# Bagian Teks:
···

4 BAGIAN UTAMA DARI MANDO/MANDAU

MANDO ATAU MANDAU SUKU DAYAK

Mando atau Mandau adalah salah satu senjata suku Dayak yang merupakan pusaka turun temurun dan sebagai barang keramat. Di samping itu Mando juga merupakan alat untuk memotong dan menebas tumbuh-tumbuhan dan benda-benda lainnya, karena nyaris sebagian besar kehidupan seharian orang Dayak berada di hutan, maka Mando selalu berada dan diikatkan pada pinggang mereka.

Sering kali orang terkecoh antara Mando dan parang atau yang disebut ambang atau apang. Seorang yang tidak terbiasa akan dengan mudah mengira bahwa ambang atau apang adalah Mando karena memang bentuknya sama. Namun bila diperhatikan lebih seksama perbedaan akan ditemukan, yaitu Mando lebih kuat dan luwes karena terbuat dari batu gunung yang mengandung besi dengan proses pengolahan sedemikian rupa. Sedangkan ambang atau apang terbuat dari besi biasa. Mando ada yang bertatah, atau berukir dengan menggunakan emas, perak atau tembaga sedangkan ambang atau apang hanya terbuat dari besi biasa.
Mando atau Ambang Birang Bitang Pono Ajun yang dirawat dengan baik, diyakini bahwa mandau tersebut memiliki kekuatan spiritual yang mampu melindungi mereka dari serangan dan maksud jahat lawan. Di samping itu diyakini bahwa Mando dijaga oleh seorang perempuan, yang apabila pemilik Mando bermimpi dijumpai perempuan penunggu Mando, berarti rezeki.

1. kUMPANG

Berfungsi untuk melindungi bilah dan juga untuk dapat memudahkan dibawanya. Sarung atau kumpang terbuat dari bahan kayu, dihias dengan ukiran yang sangat khas.
Kumpang dihiasi dengan anyaman rotan yang disebut sebagai tempuser undang atau sentra belanak.
Kumpang Mando dibuat dari batang pohon kayu bawang, atau kayu garunggung yang telah tua usianya. Pada umumnya ketika membuat kumpang lebih cendrung dipilih bahan kayu garunggung karena selain mudah dibentuk, juga tidak mudah pecah. Bagian ujung kumpang Mando tempat masuknya mata Mando dilapisi tanduk rusa. Pada kumpang Mando diberi tiga tempuser undang yaitu tiga ikatan yang terbuat dari anyaman rotan. Apabila Tempuser undang berjumlah empat buah berarti Mando tersebut adalah milik pangkalima. Ukiran yang populer digunakan pada kupang Mando ialah ukiran Rambunan Tambun.

Peralatan pada saat membuat kumpang Mando ialah rautan, pisau, jujuk, dan daun ampelas. Agar kumpang Mando menjadi halus dan licin lalu diampelas dengan sejenis daun berbulu yang bernama bajakah tampelas. Pada kumpang Mando biasanya diberi hiasan manik-manik, atau bulu-bulu burung seperti burung haruei, burung tingang, burung tanjaku atau burung baliang.

···

# Materi yang Diberikan:
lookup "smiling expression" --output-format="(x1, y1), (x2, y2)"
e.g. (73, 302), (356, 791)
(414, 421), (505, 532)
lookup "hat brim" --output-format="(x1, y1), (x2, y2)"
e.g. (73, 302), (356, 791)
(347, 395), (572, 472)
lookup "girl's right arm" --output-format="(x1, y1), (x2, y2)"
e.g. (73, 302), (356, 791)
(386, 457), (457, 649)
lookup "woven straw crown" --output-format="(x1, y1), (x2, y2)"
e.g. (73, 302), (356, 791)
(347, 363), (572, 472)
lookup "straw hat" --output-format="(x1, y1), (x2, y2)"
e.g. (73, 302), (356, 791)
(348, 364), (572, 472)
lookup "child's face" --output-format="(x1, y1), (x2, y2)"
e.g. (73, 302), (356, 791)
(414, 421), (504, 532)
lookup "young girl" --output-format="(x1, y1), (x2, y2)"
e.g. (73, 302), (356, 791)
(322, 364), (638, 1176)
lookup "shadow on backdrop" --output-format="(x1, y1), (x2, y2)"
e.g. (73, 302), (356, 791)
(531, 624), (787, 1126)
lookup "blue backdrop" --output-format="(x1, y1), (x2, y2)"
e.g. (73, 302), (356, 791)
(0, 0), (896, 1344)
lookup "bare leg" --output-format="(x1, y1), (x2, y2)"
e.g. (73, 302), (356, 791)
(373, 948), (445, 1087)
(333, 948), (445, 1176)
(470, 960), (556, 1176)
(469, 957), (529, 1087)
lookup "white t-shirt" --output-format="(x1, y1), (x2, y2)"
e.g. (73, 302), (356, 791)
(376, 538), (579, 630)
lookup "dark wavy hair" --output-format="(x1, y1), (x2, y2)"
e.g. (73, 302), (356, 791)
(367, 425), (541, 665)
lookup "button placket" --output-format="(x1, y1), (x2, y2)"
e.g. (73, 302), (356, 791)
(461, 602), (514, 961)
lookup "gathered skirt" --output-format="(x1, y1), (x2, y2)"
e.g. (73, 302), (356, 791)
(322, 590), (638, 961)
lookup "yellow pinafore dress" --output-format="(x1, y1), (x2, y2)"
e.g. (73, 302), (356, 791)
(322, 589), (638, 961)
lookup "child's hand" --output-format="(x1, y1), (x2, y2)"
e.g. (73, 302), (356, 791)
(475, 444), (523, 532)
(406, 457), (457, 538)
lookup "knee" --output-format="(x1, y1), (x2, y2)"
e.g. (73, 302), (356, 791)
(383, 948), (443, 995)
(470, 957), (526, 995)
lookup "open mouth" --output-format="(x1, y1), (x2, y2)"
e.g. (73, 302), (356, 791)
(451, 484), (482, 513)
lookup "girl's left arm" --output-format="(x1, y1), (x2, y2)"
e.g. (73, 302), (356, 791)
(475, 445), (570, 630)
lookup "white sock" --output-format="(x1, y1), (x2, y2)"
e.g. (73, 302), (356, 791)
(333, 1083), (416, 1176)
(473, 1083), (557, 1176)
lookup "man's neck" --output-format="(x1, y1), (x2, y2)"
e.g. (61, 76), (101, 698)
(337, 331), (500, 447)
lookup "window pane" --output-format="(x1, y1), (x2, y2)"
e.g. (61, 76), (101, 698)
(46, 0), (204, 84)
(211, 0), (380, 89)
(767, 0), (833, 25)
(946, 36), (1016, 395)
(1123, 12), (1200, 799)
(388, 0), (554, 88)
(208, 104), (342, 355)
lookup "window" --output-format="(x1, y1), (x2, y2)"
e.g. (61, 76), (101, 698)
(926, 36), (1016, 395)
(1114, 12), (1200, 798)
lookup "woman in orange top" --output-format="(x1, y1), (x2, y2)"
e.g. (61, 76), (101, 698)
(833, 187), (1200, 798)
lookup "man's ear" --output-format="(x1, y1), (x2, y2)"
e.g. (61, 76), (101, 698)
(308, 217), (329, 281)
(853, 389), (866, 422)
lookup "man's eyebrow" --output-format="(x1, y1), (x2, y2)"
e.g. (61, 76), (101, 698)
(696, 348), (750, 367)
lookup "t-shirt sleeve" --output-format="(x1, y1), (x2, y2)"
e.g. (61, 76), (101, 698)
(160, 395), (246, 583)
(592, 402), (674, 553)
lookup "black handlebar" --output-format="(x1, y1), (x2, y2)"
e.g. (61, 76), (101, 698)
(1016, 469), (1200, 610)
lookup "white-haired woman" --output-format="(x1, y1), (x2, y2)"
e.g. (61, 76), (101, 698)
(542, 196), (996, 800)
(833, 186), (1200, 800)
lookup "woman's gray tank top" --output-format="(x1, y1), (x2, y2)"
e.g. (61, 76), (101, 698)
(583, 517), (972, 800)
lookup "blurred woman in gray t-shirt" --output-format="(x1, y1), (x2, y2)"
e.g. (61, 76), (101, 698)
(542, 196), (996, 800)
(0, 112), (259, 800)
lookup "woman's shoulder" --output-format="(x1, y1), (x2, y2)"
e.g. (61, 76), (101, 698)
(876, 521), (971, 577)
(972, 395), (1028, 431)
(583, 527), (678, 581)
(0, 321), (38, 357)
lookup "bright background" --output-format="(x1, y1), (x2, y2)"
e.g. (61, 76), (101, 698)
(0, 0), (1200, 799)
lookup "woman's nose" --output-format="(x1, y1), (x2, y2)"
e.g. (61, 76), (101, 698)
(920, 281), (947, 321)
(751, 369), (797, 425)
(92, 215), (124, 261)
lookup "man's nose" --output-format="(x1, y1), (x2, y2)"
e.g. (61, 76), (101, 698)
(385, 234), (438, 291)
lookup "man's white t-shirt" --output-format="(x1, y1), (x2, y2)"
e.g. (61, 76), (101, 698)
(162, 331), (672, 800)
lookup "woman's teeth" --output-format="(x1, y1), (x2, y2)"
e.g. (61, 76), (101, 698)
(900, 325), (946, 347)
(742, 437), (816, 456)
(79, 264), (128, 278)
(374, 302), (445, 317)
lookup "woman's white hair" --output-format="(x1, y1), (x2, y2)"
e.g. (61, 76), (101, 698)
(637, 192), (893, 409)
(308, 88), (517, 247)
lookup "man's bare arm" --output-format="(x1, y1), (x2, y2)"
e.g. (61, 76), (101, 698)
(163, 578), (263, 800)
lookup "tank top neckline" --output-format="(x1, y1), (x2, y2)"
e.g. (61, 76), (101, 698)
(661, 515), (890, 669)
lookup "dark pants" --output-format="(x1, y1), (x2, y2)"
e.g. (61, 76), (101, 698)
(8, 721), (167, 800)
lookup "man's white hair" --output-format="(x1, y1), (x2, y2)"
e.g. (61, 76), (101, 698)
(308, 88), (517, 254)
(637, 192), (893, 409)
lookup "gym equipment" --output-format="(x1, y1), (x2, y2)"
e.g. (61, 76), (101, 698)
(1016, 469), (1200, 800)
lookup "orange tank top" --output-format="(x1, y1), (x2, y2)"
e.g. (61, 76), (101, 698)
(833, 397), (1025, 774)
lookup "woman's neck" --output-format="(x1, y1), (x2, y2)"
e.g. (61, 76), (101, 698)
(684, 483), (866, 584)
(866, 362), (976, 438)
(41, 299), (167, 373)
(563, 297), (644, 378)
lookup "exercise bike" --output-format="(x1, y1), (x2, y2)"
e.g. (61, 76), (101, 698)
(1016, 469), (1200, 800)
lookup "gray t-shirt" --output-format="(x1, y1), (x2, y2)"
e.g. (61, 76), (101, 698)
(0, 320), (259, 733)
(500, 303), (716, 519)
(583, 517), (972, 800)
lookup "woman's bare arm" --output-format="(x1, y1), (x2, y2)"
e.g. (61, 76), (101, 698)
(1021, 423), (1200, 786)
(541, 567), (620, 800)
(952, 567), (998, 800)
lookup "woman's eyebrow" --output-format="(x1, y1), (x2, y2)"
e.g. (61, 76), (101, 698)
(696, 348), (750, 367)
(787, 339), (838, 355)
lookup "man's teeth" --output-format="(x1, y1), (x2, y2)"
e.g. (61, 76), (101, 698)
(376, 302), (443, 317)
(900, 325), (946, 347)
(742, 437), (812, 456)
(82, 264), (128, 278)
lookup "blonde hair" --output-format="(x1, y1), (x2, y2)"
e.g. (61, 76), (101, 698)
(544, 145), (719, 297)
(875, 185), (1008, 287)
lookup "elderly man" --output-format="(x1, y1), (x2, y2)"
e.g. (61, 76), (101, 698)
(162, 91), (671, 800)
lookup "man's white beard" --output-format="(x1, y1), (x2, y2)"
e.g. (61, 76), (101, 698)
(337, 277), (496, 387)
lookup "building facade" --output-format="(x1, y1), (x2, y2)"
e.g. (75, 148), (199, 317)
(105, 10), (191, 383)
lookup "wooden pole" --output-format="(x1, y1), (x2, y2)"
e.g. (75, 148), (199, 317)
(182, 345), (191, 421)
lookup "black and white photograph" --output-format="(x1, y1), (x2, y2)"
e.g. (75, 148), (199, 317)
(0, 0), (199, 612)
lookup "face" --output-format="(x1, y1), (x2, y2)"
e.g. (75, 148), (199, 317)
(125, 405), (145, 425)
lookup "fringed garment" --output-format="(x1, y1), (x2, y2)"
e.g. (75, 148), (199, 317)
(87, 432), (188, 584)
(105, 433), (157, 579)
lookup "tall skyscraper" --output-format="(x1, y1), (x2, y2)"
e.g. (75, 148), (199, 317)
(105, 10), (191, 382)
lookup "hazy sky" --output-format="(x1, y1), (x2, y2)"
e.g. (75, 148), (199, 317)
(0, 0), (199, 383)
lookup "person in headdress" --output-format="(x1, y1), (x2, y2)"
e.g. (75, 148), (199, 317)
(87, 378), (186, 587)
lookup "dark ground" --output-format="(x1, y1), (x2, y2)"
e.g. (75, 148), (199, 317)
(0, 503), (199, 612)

···

# Kumpulan Soal:
1. Menurut teks tentang Mando, apa artinya jika tempuser undang pada kumpang Mando berjumlah empat buah?
2. Lanjutkan teks tentang Mando, mulai setelah kalimat terakhirnya.
Materi di atas berasal dari sumber yang berbeda.

# Jawaban Tiap Soal:
1. Mando tersebut adalah milik pangkalima.

2.
Kumpang Mando diberi tali yang terbuat dari anyaman rotan. Guna tali untuk mengikat Mando di pinggang karena memang demikianlah cara tepat membawa Mando. Cara memakai Mando yang benar ialah diikat dipinggang kiri, kupang Mando arah kedepan, dan mata Mando menghadap ke atas. Tali kumpang selain dipakai untuk mengikat Mando pada pinggang juga tempat mengikat dan menyimpan penyang yaitu taring-taring binatang dan benda-benda kecil bertuah sebagai jimat.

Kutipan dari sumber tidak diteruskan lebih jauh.